-- SHORT PROBLEM A --
According to the forum thread about the Apple Watch, what is its starting price?

-- EXCERPT PROVIDED --
======

Starting at 349 USD. That's probably for the 38mm one with rubber band. Expect a significant increase in price when opting for stainless steel bracelet.


----------



## mew88 (Jun 1, 2010)

No plans to buy one. I don't own a single Apple product these days and certainly am not buying into the entire ecosystem just for the Apple Watch.

As for impact to the Swiss? It shouldn't hurt the upper echelons of the industry, your average JLC buyer isnt the target market Apple is after. Fashion watches in the same price category as the Apple Watch should worry though.


----------



## robi516 (Dec 30, 2012)

RyanPatrick said:


> I won't be using one and neither will people who don't have an iPhone 6. The capabilities of the watch are severely limited if you don't have the newest phone. I think they are doing some really cool things with the watch, with the multitude of dial and strap options you can configure the watch over 2 million ways. I just can't see a tech gadget that becomes obsolete every 12-24 months unseating watches from the big players. I think fashion brands and companies like Seiko, Casio, Citizen, etc. are going to feel the effects of this.



With regard to smart watches I think you hit on the key point above, and that is that they are first and foremost computer technology, not really watches at all, and as such will be become obsolete every 12-24 months. Yes they tell time, like my iPhone does, and with the high resolution screen they can "simulate" the look and feel of a real watch with incredibly accurate detail. But it is all a mirage. I know that my Rolex Explorer and my Omega Speedmaster are classics that will never go obsolete.


----------



## clarken (Nov 30, 2013)

I wonder if the millennials will be purchasing high end watches in the future we baby boomers like mechanical and some quartz watches . I hated digital watches even though I owned a few when they stopped three away and got another that's technology 


Sent from my iPhone using Tapatalk


----------



## AAMC (May 25, 2011)

Nop, not considering one at all but I give almost zero attention towards techy stuff/gadgets. Have an iPhone but it's provided by the company I work for and this Nexus 7 tablet was a gift from my wife for surfing WUS, mostly. I was using a laptop, well...on my lap but according to her it has an adverse effect on men's health 

I just prefer other kind of products like handmade shoes instead of something tech related.

======

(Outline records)
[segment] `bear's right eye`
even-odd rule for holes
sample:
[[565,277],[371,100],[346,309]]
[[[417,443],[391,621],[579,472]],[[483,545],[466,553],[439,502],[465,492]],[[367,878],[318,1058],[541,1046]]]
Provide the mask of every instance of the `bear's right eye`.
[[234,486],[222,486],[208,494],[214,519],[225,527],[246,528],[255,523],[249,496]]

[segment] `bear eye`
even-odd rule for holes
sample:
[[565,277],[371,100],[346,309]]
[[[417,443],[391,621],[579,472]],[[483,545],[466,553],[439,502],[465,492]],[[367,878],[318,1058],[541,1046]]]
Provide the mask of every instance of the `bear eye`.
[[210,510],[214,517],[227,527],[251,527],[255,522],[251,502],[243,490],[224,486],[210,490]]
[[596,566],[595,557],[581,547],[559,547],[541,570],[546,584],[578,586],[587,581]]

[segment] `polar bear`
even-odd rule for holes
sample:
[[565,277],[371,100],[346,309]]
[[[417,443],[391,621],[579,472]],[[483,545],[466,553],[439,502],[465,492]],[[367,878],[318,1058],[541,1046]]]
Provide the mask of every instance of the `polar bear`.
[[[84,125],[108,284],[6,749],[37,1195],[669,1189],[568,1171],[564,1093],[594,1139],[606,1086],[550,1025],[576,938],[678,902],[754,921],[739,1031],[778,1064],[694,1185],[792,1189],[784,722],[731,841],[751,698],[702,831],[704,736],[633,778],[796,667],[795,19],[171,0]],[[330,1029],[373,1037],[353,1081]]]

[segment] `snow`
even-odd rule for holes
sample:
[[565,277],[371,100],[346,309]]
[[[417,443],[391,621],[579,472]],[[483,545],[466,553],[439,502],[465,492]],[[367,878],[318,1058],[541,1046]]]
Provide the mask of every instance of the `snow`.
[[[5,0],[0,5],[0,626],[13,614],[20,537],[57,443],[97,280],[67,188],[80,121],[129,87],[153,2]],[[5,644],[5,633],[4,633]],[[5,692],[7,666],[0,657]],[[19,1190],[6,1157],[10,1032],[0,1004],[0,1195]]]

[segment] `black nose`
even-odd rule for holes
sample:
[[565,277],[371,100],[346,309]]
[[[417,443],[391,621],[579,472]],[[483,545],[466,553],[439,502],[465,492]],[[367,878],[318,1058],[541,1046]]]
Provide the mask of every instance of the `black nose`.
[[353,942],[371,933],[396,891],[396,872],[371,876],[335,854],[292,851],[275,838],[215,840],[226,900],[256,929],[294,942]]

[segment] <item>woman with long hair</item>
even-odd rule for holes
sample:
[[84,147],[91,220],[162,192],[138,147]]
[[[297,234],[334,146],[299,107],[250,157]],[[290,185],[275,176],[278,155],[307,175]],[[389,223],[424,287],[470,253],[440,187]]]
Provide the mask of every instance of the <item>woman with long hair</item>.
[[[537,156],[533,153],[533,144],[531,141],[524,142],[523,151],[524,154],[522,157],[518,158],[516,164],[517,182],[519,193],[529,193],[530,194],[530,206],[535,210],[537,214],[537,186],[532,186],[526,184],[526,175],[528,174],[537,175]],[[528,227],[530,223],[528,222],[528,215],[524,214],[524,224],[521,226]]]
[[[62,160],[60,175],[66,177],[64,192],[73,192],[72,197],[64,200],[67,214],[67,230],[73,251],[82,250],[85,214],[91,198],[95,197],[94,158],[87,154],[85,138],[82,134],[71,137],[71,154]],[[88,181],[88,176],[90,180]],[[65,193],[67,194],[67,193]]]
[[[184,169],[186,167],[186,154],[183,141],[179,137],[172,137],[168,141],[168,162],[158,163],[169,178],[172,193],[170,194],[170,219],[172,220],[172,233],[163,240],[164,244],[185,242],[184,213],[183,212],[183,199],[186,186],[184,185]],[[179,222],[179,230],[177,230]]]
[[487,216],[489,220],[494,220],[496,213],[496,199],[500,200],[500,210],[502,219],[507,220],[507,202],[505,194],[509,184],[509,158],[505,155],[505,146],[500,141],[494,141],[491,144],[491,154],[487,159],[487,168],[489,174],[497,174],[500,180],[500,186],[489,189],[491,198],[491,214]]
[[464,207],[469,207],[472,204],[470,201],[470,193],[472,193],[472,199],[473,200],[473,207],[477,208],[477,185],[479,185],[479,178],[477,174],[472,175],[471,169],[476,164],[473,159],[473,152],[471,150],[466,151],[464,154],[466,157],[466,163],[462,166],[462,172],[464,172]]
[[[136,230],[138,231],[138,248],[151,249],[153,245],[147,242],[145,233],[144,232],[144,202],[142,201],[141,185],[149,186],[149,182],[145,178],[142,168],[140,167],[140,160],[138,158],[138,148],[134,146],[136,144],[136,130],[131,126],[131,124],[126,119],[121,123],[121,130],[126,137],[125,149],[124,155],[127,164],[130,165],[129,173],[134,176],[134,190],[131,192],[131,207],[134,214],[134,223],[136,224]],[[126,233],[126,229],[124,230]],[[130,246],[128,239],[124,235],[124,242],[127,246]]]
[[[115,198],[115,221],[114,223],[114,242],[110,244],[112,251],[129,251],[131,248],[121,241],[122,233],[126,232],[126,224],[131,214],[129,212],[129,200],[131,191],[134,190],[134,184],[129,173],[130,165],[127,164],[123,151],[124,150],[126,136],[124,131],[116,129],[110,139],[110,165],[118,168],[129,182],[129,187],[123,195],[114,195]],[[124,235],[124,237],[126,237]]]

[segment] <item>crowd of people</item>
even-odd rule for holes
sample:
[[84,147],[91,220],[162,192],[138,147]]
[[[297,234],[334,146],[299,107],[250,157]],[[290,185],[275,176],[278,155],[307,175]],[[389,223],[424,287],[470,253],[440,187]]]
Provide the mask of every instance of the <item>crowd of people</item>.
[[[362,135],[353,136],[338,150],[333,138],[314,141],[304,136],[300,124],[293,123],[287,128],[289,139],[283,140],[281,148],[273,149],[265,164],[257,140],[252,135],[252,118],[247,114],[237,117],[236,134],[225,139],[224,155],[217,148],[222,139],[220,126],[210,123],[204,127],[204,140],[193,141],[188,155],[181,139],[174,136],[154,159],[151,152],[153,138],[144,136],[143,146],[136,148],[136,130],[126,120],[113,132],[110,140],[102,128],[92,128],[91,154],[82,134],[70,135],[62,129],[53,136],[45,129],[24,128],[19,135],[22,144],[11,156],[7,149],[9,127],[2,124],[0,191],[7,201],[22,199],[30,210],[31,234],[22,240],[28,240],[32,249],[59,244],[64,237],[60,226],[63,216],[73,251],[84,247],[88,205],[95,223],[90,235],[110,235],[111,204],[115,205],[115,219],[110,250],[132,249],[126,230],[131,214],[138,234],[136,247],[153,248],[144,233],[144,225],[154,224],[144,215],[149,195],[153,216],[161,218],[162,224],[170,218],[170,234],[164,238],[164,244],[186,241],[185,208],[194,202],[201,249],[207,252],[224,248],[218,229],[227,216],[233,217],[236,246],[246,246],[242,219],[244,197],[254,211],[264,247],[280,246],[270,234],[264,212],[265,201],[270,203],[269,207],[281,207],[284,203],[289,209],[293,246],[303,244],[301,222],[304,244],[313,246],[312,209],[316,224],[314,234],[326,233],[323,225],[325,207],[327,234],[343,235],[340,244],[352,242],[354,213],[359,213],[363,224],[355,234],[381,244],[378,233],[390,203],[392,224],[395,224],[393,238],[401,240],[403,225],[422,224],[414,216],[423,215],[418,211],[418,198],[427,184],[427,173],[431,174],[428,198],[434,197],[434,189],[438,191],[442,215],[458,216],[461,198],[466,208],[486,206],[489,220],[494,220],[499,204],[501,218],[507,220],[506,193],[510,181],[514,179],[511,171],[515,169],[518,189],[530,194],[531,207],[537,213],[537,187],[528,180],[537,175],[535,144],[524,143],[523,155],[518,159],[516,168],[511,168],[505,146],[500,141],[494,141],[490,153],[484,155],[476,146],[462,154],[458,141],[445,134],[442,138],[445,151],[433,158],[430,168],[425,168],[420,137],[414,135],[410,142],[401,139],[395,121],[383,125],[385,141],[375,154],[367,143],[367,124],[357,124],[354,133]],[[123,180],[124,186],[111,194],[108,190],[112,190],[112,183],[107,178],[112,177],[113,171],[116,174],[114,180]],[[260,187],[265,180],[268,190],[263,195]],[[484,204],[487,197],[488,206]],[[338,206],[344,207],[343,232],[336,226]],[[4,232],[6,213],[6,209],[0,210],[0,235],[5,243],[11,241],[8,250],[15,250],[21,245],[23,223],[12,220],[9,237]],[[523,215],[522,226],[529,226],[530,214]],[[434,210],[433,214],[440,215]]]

======

-- SHORT PROBLEM B --
From the records, recast the lines between the line holding "[segment] <item>woman with long hair</item>" and the line holding "Provide the mask of every instance of the <item>woman", inclusive, as a JSON list of strings, one string per line, leaving out blank lines.

-- ANSWER A --
349 USD.

-- ANSWER B --
[
  "[segment] <item>woman with long hair</item>",
  "even-odd rule for holes",
  "sample:",
  "[[84,147],[91,220],[162,192],[138,147]]",
  "[[[297,234],[334,146],[299,107],[250,157]],[[290,185],[275,176],[278,155],[307,175]],[[389,223],[424,287],[470,253],[440,187]]]",
  "Provide the mask of every instance of the <item>woman with long hair</item>."
]